* _WORK TO COMPLETE_: Please repeat the listing exactly, with every line intact.

* _TASK DATA_:

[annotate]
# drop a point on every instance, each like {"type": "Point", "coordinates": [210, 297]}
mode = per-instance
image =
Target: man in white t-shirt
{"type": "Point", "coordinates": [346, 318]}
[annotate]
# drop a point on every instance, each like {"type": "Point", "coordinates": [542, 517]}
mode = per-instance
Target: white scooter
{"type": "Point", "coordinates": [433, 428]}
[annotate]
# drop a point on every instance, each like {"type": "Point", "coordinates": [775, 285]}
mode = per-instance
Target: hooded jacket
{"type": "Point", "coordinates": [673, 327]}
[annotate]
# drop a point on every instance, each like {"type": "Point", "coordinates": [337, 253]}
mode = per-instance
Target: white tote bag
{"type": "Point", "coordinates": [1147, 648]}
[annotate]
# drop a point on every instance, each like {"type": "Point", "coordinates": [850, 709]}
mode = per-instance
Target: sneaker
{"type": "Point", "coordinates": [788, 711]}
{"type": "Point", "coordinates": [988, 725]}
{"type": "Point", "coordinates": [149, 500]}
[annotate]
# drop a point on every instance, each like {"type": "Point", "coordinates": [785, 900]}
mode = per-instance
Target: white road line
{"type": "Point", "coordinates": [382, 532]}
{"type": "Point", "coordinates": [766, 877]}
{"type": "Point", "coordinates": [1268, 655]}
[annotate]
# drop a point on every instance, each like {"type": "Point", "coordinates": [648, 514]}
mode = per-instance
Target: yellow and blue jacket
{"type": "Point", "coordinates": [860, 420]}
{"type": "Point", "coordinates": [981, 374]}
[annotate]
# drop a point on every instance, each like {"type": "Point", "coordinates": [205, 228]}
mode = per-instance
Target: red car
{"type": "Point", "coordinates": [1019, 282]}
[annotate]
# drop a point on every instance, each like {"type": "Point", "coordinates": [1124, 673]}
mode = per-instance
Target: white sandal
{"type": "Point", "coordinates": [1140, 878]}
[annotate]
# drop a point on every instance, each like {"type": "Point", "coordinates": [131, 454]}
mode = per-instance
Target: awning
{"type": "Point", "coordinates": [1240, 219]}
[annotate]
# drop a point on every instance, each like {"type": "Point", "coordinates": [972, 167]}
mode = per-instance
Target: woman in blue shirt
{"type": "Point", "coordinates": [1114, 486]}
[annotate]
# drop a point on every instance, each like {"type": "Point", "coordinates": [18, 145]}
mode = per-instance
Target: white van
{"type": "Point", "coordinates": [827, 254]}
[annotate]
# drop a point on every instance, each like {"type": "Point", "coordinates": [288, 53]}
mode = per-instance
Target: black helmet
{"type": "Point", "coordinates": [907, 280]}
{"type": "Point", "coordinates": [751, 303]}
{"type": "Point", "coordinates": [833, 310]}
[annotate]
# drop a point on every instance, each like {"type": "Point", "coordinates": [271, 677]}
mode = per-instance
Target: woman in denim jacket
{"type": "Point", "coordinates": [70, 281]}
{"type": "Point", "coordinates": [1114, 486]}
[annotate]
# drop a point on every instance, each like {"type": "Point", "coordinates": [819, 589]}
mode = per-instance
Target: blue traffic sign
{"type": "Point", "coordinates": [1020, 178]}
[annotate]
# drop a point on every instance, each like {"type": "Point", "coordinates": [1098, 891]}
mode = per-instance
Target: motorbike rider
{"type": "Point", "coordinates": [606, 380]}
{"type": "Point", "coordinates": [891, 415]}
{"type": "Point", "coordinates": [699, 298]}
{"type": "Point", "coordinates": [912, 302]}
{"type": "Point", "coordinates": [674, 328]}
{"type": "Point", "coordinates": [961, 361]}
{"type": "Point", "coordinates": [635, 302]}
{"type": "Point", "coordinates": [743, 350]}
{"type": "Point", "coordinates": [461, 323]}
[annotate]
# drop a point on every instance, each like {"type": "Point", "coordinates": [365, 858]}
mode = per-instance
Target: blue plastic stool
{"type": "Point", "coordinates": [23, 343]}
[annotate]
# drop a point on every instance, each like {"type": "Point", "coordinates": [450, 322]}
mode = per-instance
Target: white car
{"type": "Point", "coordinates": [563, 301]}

* _ANSWER TO THE PROBLEM_:
[annotate]
# drop a point on every instance, each like {"type": "Point", "coordinates": [210, 297]}
mode = per-instance
image =
Target: man in white t-shirt
{"type": "Point", "coordinates": [346, 318]}
[annotate]
# drop a point on every instance, each like {"type": "Point", "coordinates": [542, 517]}
mode = per-instance
Target: white scooter
{"type": "Point", "coordinates": [433, 428]}
[annotate]
# drop a point on every instance, each like {"type": "Point", "coordinates": [775, 285]}
mode = per-instance
Target: hooded jacket
{"type": "Point", "coordinates": [673, 327]}
[annotate]
# drop a point on every instance, each like {"type": "Point", "coordinates": [337, 253]}
mode = per-instance
Target: white tote bag
{"type": "Point", "coordinates": [1147, 648]}
[annotate]
# drop a point on every instance, each like {"type": "Point", "coordinates": [850, 709]}
mode = per-instance
Target: sneaker
{"type": "Point", "coordinates": [788, 711]}
{"type": "Point", "coordinates": [988, 725]}
{"type": "Point", "coordinates": [149, 500]}
[annotate]
# drop a point on every instance, each like {"type": "Point", "coordinates": [785, 900]}
mode = per-instance
Target: white road line
{"type": "Point", "coordinates": [382, 532]}
{"type": "Point", "coordinates": [766, 877]}
{"type": "Point", "coordinates": [1268, 655]}
[annotate]
# drop a point on every instance, each like {"type": "Point", "coordinates": [648, 514]}
mode = per-instance
Target: yellow and blue jacket
{"type": "Point", "coordinates": [860, 420]}
{"type": "Point", "coordinates": [981, 374]}
[annotate]
# drop a point on every instance, each like {"type": "Point", "coordinates": [205, 228]}
mode = per-instance
Target: red car
{"type": "Point", "coordinates": [1019, 282]}
[annotate]
# drop a point on every instance, each like {"type": "Point", "coordinates": [1124, 673]}
mode = per-instance
Target: white sandal
{"type": "Point", "coordinates": [1140, 878]}
[annotate]
# drop a point on every instance, each like {"type": "Point", "coordinates": [131, 454]}
mode = per-instance
Target: awning
{"type": "Point", "coordinates": [1240, 219]}
[annotate]
# drop a point on every instance, each like {"type": "Point", "coordinates": [972, 167]}
mode = per-instance
Target: woman in blue shirt
{"type": "Point", "coordinates": [1114, 486]}
[annotate]
# drop a point on every instance, each like {"type": "Point", "coordinates": [18, 145]}
mode = per-instance
Target: white van
{"type": "Point", "coordinates": [827, 254]}
[annotate]
# drop a point on every instance, each like {"type": "Point", "coordinates": [288, 53]}
mode = per-instance
Target: black helmet
{"type": "Point", "coordinates": [907, 280]}
{"type": "Point", "coordinates": [751, 303]}
{"type": "Point", "coordinates": [833, 310]}
[annotate]
# drop a point on every instance, each like {"type": "Point", "coordinates": [271, 677]}
mode = per-instance
Target: woman in denim jacket
{"type": "Point", "coordinates": [70, 281]}
{"type": "Point", "coordinates": [1114, 486]}
[annotate]
# drop a point on every instance, each like {"type": "Point", "coordinates": [819, 589]}
mode = per-instance
Target: blue traffic sign
{"type": "Point", "coordinates": [1020, 178]}
[annotate]
# drop a point on every instance, each like {"type": "Point", "coordinates": [1098, 891]}
mode = per-instance
Target: motorbike rider
{"type": "Point", "coordinates": [606, 380]}
{"type": "Point", "coordinates": [891, 415]}
{"type": "Point", "coordinates": [699, 298]}
{"type": "Point", "coordinates": [912, 302]}
{"type": "Point", "coordinates": [674, 328]}
{"type": "Point", "coordinates": [961, 361]}
{"type": "Point", "coordinates": [635, 302]}
{"type": "Point", "coordinates": [743, 350]}
{"type": "Point", "coordinates": [461, 323]}
[annotate]
# drop a point on every instance, each like {"type": "Point", "coordinates": [365, 858]}
mode = per-instance
Target: blue plastic stool
{"type": "Point", "coordinates": [23, 343]}
[annotate]
# drop a point on every instance, each like {"type": "Point", "coordinates": [450, 322]}
mode = per-instance
Target: white car
{"type": "Point", "coordinates": [563, 301]}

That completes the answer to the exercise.